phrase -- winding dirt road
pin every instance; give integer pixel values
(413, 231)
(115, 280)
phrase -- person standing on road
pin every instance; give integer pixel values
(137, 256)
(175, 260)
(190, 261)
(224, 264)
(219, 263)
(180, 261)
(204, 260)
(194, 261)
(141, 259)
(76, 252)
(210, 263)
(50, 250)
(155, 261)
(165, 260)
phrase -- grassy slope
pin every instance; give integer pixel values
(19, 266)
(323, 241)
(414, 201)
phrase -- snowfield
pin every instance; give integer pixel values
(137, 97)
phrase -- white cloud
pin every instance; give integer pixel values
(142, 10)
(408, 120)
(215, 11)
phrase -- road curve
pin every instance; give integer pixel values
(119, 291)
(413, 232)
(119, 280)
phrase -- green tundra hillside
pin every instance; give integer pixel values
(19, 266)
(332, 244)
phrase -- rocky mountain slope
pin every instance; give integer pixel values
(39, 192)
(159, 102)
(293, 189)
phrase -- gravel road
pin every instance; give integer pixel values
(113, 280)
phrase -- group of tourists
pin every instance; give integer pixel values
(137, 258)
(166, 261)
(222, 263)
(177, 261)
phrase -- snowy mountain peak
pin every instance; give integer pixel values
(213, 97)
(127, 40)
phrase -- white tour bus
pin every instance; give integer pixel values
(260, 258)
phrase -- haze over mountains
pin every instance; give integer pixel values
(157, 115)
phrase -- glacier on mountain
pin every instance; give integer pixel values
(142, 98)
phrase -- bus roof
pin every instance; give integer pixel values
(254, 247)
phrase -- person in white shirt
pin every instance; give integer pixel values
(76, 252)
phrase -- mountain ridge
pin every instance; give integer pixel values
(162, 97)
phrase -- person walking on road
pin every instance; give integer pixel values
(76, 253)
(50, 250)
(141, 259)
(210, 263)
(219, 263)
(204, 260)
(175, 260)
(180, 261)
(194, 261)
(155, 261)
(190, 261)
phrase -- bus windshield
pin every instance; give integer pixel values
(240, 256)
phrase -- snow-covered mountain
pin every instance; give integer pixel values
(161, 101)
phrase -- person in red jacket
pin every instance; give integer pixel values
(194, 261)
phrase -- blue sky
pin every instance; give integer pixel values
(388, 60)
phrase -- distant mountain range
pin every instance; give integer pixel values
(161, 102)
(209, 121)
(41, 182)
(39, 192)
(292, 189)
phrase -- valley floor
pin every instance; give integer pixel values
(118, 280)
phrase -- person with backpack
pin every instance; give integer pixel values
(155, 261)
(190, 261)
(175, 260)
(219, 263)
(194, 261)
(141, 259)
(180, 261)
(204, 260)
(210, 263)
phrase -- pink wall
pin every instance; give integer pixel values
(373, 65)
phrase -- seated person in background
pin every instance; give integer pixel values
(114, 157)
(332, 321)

Exercise prompt
Please reproduce the material from the line containing "phrase -- mountain ridge" through the last line, keeping every line, requests included, unchanged. Scale each point coordinate in the answers by 2.2 and round it to a whole number, with halves rounded up.

In response
phrase -- mountain ridge
pin every instance; give integer pixel values
(356, 213)
phrase -- person walking on road
pin every instance; give integer pixel values
(167, 557)
(110, 550)
(310, 570)
(462, 579)
(482, 579)
(449, 572)
(385, 572)
(396, 574)
(427, 574)
(341, 574)
(418, 574)
phrase -- bus windshield
pin every instance; give integer pixel values
(528, 563)
phrase -- snow-covered mountain
pin every instance; give integer pixel values
(354, 222)
phrase -- person in red jacket
pin every instance; give integer pixel values
(427, 574)
phrase -- blue sky
pin every instance; give integer pixel values
(854, 132)
phrase -- distant mountain range
pin every instance; give integer pixel values
(354, 224)
(460, 266)
(90, 400)
(86, 422)
(642, 416)
phrase -- valley floor
pin every instance; give integer pixel values
(260, 616)
phrase -- person with backpack
pin every instance; give integer pixel values
(341, 574)
(418, 574)
(385, 572)
(482, 579)
(427, 574)
(310, 570)
(396, 574)
(449, 572)
(462, 579)
phrase -- pink wall
pin every instance; give integer pixel values
(821, 143)
phrase -- seated person in background
pin every instance; give integer pixel values
(251, 345)
(730, 706)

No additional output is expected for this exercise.